--- begin The data ---

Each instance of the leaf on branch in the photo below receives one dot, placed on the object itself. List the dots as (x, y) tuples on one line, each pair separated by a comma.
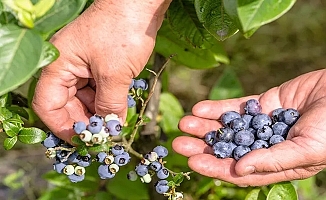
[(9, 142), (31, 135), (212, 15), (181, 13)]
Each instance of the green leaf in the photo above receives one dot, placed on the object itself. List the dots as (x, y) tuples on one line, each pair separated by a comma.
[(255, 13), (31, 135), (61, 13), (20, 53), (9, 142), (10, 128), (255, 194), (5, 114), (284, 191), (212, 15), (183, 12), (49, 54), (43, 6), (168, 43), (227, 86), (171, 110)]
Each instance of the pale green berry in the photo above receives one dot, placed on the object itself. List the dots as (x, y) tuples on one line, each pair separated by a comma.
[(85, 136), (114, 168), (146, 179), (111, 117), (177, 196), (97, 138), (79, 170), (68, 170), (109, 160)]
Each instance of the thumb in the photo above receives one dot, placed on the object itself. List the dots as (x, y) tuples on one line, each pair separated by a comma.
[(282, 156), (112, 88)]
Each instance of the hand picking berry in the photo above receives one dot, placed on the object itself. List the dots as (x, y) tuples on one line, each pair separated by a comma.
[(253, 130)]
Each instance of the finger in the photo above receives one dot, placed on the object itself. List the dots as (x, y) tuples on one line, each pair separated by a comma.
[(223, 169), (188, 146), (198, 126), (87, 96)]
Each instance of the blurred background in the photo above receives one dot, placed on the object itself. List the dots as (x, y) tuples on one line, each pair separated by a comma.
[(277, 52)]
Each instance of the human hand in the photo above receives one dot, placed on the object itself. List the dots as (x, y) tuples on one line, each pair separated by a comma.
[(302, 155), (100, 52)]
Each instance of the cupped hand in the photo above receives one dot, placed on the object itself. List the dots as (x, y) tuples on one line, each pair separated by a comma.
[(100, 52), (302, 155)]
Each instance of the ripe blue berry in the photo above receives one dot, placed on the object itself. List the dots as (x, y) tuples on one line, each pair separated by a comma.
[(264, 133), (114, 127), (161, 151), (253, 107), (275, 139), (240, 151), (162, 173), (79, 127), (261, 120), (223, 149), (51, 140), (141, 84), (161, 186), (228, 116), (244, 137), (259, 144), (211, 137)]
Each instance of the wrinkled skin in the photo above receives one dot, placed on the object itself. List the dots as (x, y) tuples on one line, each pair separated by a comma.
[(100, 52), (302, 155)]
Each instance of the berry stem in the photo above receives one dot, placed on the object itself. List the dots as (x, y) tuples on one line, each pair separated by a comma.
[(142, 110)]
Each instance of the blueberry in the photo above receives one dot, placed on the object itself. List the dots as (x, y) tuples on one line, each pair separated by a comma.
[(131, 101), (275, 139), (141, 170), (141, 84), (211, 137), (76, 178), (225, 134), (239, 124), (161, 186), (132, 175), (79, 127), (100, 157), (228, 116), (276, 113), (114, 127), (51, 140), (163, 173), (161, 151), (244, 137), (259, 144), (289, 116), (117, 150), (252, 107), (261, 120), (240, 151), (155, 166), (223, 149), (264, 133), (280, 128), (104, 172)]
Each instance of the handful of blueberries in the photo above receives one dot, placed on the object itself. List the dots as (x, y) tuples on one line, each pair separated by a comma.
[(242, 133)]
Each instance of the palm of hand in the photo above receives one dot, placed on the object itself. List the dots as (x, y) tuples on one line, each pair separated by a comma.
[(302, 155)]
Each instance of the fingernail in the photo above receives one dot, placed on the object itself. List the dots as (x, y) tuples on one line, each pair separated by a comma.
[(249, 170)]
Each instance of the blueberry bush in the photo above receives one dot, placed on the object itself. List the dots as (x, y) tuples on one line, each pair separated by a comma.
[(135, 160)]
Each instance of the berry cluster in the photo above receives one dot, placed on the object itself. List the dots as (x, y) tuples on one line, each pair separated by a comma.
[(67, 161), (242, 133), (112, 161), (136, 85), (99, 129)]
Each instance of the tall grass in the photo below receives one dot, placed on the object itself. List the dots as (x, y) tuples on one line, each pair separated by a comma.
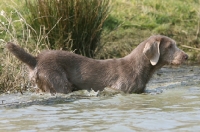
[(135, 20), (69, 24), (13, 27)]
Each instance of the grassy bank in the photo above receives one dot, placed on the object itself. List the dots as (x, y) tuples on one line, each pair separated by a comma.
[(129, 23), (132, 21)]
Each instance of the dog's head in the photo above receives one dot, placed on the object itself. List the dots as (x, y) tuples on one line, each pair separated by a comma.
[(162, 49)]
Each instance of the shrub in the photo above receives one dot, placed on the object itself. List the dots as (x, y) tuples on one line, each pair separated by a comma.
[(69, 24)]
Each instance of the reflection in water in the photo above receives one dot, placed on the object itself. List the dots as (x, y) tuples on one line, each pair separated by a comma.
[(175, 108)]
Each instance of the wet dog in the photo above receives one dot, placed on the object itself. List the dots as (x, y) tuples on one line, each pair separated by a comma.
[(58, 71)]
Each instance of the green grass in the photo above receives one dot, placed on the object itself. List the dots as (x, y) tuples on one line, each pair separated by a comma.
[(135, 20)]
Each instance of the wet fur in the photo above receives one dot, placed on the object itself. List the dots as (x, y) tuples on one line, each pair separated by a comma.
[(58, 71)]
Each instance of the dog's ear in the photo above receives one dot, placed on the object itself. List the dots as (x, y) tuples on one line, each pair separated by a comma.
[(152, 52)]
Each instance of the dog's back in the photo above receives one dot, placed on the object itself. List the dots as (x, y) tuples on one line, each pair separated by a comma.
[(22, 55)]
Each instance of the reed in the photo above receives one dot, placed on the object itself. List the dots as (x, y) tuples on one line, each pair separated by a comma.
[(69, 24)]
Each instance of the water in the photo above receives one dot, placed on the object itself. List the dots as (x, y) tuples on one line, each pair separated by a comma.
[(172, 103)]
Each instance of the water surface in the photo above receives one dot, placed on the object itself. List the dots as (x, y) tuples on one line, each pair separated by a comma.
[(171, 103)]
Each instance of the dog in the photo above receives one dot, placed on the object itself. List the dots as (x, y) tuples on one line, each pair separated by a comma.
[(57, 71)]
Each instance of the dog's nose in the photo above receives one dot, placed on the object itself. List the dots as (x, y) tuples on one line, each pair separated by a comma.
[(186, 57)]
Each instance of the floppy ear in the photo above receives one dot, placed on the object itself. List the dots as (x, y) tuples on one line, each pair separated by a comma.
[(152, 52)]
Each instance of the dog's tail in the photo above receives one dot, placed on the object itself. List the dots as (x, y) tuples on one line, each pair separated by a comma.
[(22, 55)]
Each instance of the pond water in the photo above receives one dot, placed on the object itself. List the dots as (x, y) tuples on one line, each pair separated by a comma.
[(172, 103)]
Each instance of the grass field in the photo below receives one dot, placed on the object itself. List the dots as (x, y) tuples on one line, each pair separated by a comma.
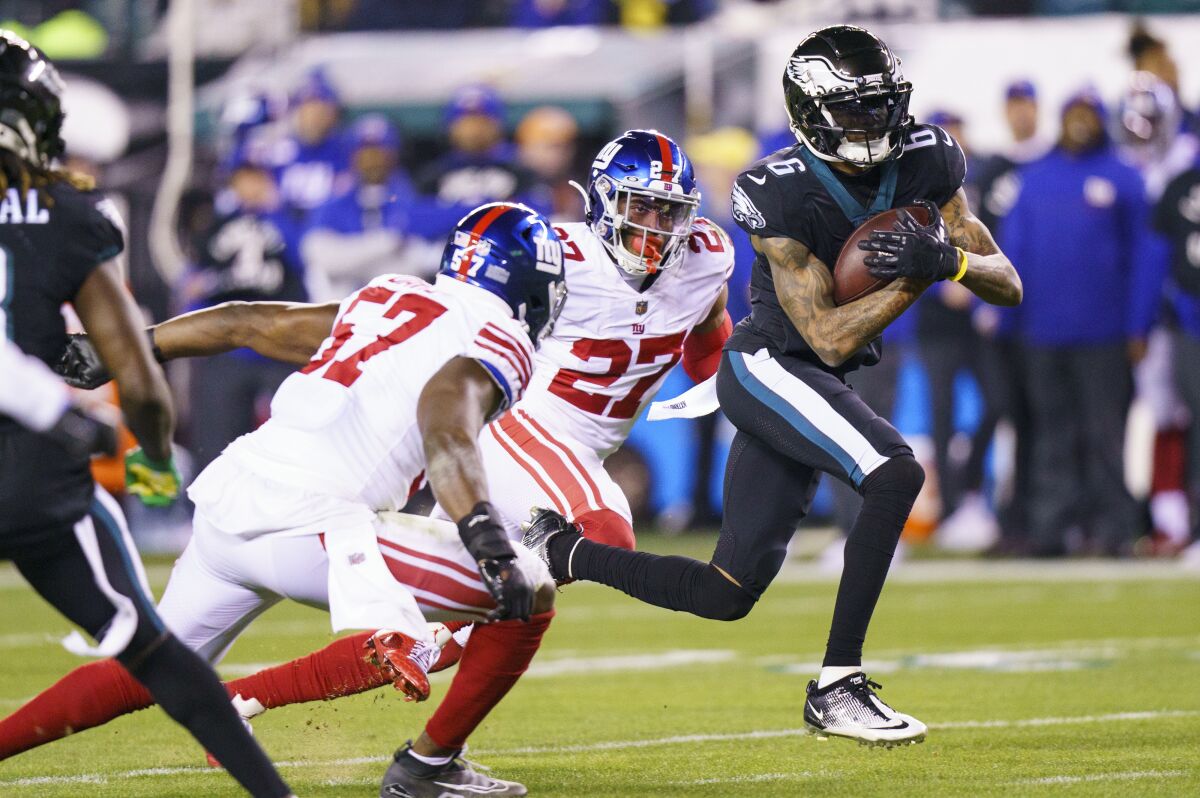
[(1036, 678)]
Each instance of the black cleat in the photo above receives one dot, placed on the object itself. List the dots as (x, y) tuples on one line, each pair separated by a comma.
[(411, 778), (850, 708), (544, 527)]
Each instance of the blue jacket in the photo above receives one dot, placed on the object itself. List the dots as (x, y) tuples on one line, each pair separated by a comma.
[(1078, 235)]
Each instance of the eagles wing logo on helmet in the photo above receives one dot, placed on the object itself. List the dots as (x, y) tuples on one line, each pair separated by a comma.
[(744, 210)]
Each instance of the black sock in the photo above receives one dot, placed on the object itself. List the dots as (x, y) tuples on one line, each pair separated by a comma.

--- end The data ---

Problem to solve: Recast every line of the items above as a Markdown table with the columns Row and Item line, numbering the rows in order and skipping blank lines. Leave the pictures out.

Written response:
| Row | Item line |
|---|---|
| 1 | Each instance of the leaf on branch in the photo below receives one dot, placed on the object itself. List the dots as (x, y) tuples on one line, each pair separated by a comma. |
| 2 | [(9, 142), (31, 135), (212, 15), (181, 13)] |
| 3 | Each instance of the green leaf in the photo above receives one dot, placed on the object itself. List the dots as (x, y) tuples on one line, each pair separated by a comma. |
| 4 | [(255, 13), (31, 135), (61, 13), (20, 53), (9, 142), (10, 128), (255, 194), (5, 114), (284, 191), (212, 15), (183, 12), (49, 54), (43, 6), (168, 43), (227, 86), (171, 110)] |
| 5 | Each instance of the pale green berry in the photo above receives one dot, placed on the object itself. List the dots as (x, y) tuples on one line, each pair separated by a comma. |
| 6 | [(85, 136), (114, 168), (146, 179), (111, 117), (177, 196), (97, 138), (79, 170), (68, 170), (109, 160)] |
| 7 | Each instance of the thumb in the photo above receives one dot, placed on the object itself. List the dots as (x, y) tuples on one line, each pair separated by a comma. |
| 8 | [(282, 156), (112, 88)] |
| 9 | Each instance of the hand picking berry in the photo above receives one dot, placed on the object itself. List the dots as (x, y) tuples on one line, each pair separated by a comma. |
| 10 | [(253, 130)] |
| 11 | Each instance of the finger in the photo above receives one dot, placed on the object itself. List the dots as (x, y) tuples on one line, each pair separated by a comma. |
| 12 | [(223, 169), (188, 146), (198, 126), (87, 96)] |
| 13 | Each instance of the blurred background in the photo above receives one dot, placed on the object itself. List the dots as (x, y) tuples on one line, each pair separated by a comma. |
| 14 | [(277, 52)] |
| 15 | Each instance of the human hand in the photo above receives one dot, placed on the object itself. List the dots as (x, y) tuples on one line, each pair separated by a comma. |
| 16 | [(302, 155), (100, 52)] |
| 17 | Each instance of the cupped hand in the photo above receives one dot, placed on the object itself. List the dots as (x, y) tuples on one line, each pair separated by a comma. |
| 18 | [(100, 52), (302, 155)] |
| 19 | Each instance of the ripe blue berry in the photo above receives one dot, placed on the object itself. List the dots as (x, y) tuples on one line, each pair separated by a comma. |
| 20 | [(264, 133), (114, 127), (161, 151), (253, 107), (275, 139), (240, 151), (162, 173), (79, 127), (261, 120), (223, 149), (51, 140), (141, 84), (161, 186), (228, 116), (244, 137), (259, 144), (211, 137)] |
| 21 | Each instance of the wrinkled skin in the photo above receives one dot, placed on the object itself. List the dots as (x, y) tuples on one line, each pair separated by a comma. |
| 22 | [(100, 52), (302, 155)] |
| 23 | Each instance of the berry stem in the photo above receives one dot, placed on the object itself. List the dots as (x, y) tuples on one line, each pair separated by a comma. |
| 24 | [(142, 110)] |
| 25 | Each instance of the blueberry in the photo above receives one dot, placed on the object itself. List the dots as (x, y) tuples on one line, each pair separated by a comma. |
| 26 | [(131, 101), (275, 139), (141, 170), (141, 84), (211, 137), (76, 178), (225, 134), (239, 124), (161, 186), (132, 175), (79, 127), (100, 157), (228, 116), (276, 113), (114, 127), (51, 140), (163, 173), (161, 151), (244, 137), (259, 144), (289, 116), (117, 150), (252, 107), (261, 120), (240, 151), (155, 166), (223, 149), (264, 133), (280, 128), (104, 172)] |
| 27 | Each instance of the handful of blueberries in the photo above receives one dot, placed on the object itself. List the dots as (x, y) tuples on one line, each pair separated by a comma. |
| 28 | [(242, 133)] |
| 29 | Each instance of the palm of hand in the photo above receives one dot, placed on the object itself. List the dots as (x, y) tuples on one line, each pair separated by a comma. |
| 30 | [(302, 155)] |
| 31 | Each instance of the fingernail in the photo above receives one dot, placed on the object itself. List the dots as (x, y) tuples on one line, each pair separated by a comma. |
| 32 | [(249, 170)] |
| 33 | Each instance of the blueberry bush in the photo above receives one dot, placed on the object itself. List the dots as (x, y) tuples on one line, each pair separated by a comma. |
| 34 | [(135, 160)] |
| 35 | Each instance of the berry cluster in the photo above receives one dot, placed on the object itself. List the dots as (x, y) tuples on one line, each pair separated by a comma. |
| 36 | [(67, 161), (242, 133), (112, 161), (136, 85), (99, 129)] |
| 37 | Each instance of the tall grass in the photo below receives one dot, placed on the object itself. List the dots as (x, y) tuples on one line, each pair separated by a comma. |
| 38 | [(135, 20), (69, 24), (13, 27)] |
| 39 | Each instance of the grassy bank in the photo above receives one dot, placed on the object itself. List the dots as (x, y) tuples on one line, each pair separated by a comma. |
| 40 | [(129, 23), (132, 21)] |
| 41 | Each instance of the dog's head in the photo above receives one dot, placed on the object itself. List the dots as (x, y) tuples on one line, each pair separated by a comma. |
| 42 | [(162, 49)] |
| 43 | Each instance of the shrub in the photo above receives one dot, placed on the object itself. List the dots as (x, y) tuples on one line, each pair separated by a comma. |
| 44 | [(69, 24)] |
| 45 | Each instance of the reflection in water in the photo above receives one dot, placed on the object itself. List the dots as (x, y) tuples on one line, each pair separated by a comma. |
| 46 | [(175, 108)] |
| 47 | Each instance of the wet dog in the photo above receives one dot, placed on the object itself. List the dots as (x, y) tuples on one line, each pair separated by a comma. |
| 48 | [(58, 71)] |
| 49 | Each instance of the green grass in the photo above receives one dot, placed on the object itself. List the dots as (x, y) tuples on one line, each pair separated by a comma. |
| 50 | [(135, 20)] |
| 51 | Each instance of the wet fur in the photo above receives one dot, placed on the object itself. List the dots as (x, y) tuples on one line, each pair separated by a comma. |
| 52 | [(58, 71)] |
| 53 | Each instance of the dog's ear in the photo above receives one dot, placed on the object itself. List the dots as (x, y) tuples on one line, each pair separated by a comma. |
| 54 | [(152, 52)] |
| 55 | Each instance of the dog's back in the photo above receives one dot, placed on the object itself. List the dots as (x, y) tuples on one line, each pair separated by a comma. |
| 56 | [(22, 55)] |
| 57 | Each instance of the reed in the photo above receives one dot, placed on the object itself. List the dots as (x, y) tuples on one line, each pair separated by a comma. |
| 58 | [(69, 24)] |
| 59 | Each instance of the water in the photo above receives one dot, placed on the object itself. List the dots as (x, y) tuples on one line, each pair separated by a comma. |
| 60 | [(172, 103)] |
| 61 | Each instance of the water surface in the photo above receives one dot, placed on the object itself. List the dots as (x, y) tuples on one line, each pair separated by a comma. |
| 62 | [(171, 103)] |
| 63 | Each instance of the dog in the photo above receives one dot, placed on the object itself. List the dots as (x, y) tuples on one line, each pair separated by a comma. |
| 64 | [(57, 71)] |
| 65 | Each instance of the dog's nose in the photo above receives one dot, placed on the object itself. List the dots as (x, y) tuples on one line, each pair separated by a comma. |
| 66 | [(186, 57)] |
| 67 | Each instance of the floppy ear in the photo above receives one dot, placed on the object itself. List the dots as (x, y) tuples on one line, each pair separated by a comma. |
| 68 | [(152, 52)] |
| 69 | Each instance of the dog's tail in the photo above receives one dot, placed on the object itself. List the dots as (x, y) tuples on one line, each pair separated by a comma. |
| 70 | [(22, 55)] |
| 71 | Each instance of the pond water in the photo above receives one dot, placed on the object itself. List the dots as (x, y) tuples on one line, each pair separated by a comma. |
| 72 | [(172, 103)] |
| 73 | Each instance of the grass field in the photo below receives one dot, placed on the object itself. List the dots as (x, y) tuples on one line, each pair separated by a comma. |
| 74 | [(1036, 678)] |
| 75 | Each instance of the black cleat in the photo above receives one dot, placed on the object itself. List the dots as (x, y) tuples on one line, each pair separated by a comma. |
| 76 | [(411, 778), (850, 708), (544, 527)] |
| 77 | Each instance of the blue jacket in the photo above receives one dot, placed on the object itself. List the dots as (x, y) tuples on one line, each pair separated by a comma. |
| 78 | [(1078, 235)] |
| 79 | Each instance of the eagles wing logo on helmet in the photo above receives one dot, placed on the object itself. List the dots as (x, y) tuples on one line, each pair separated by a comma. |
| 80 | [(744, 210)] |
| 81 | Each instance of the black sock in the photo above receives one dot, placed on the object itself. List the dots as (x, y) tuples on one line, each pair separated by a comma. |